Task requirements -
Exactly the lines from the one containing "Guideline: put one point on each instance of the woman's left" through the final line of the data are to be written out again, with nothing added.
=== Begin Enclosure ===
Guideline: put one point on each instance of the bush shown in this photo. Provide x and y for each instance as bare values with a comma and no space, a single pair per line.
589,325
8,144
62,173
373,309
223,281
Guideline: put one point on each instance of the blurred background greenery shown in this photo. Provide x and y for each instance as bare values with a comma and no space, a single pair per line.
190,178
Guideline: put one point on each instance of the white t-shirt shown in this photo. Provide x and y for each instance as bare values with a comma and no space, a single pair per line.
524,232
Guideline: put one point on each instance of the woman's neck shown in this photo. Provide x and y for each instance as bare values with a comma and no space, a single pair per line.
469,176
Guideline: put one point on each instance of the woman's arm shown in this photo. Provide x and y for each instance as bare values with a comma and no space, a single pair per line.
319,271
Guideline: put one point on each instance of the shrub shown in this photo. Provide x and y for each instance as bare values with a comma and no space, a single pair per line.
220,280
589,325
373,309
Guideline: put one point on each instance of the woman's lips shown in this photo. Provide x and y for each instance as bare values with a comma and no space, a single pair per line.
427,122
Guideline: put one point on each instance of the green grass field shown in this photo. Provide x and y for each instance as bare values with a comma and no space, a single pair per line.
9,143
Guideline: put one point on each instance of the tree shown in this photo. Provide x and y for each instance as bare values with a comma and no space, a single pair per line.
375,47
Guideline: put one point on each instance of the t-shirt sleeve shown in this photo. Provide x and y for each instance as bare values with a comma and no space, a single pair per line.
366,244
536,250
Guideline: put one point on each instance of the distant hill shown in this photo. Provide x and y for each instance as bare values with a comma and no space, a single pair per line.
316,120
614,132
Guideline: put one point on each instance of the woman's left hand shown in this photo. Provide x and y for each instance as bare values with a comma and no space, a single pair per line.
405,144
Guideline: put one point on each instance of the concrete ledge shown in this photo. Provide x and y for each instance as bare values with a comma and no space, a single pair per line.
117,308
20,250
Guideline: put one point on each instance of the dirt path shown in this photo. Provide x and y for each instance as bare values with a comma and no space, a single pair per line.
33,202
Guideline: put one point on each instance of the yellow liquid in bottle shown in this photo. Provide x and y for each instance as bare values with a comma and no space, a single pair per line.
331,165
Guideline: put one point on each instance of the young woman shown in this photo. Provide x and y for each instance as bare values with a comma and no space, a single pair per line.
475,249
=== End Enclosure ===
Solution to this problem -
Guideline: put one point on each instance of the woman's left hand shown in this photo. Provide x and y for each instance as bare values with a comma and no space, a single pair per line.
405,144
Guideline: put one point on each instance of the concrete ledge shown in this photo. Provide x and y for each instance as bare values with a comma and no space, a single pair per line.
117,308
20,250
Guideline: put one point on each instance of the dirt path shown in this photo. Provide x and y for each instance as bare values with a comma and no space, a single pair per line.
33,202
Guideline: put one point on each instance of the yellow liquid in bottle shown in this photo. Provide x and y for each instance as bare values with a comma and no space, a single pair per line.
331,165
Guideline: put one point on each instance of the young woman shown in this photo. Provide x and y for each instance as bare values with a comma and no space, a single pair per line.
475,249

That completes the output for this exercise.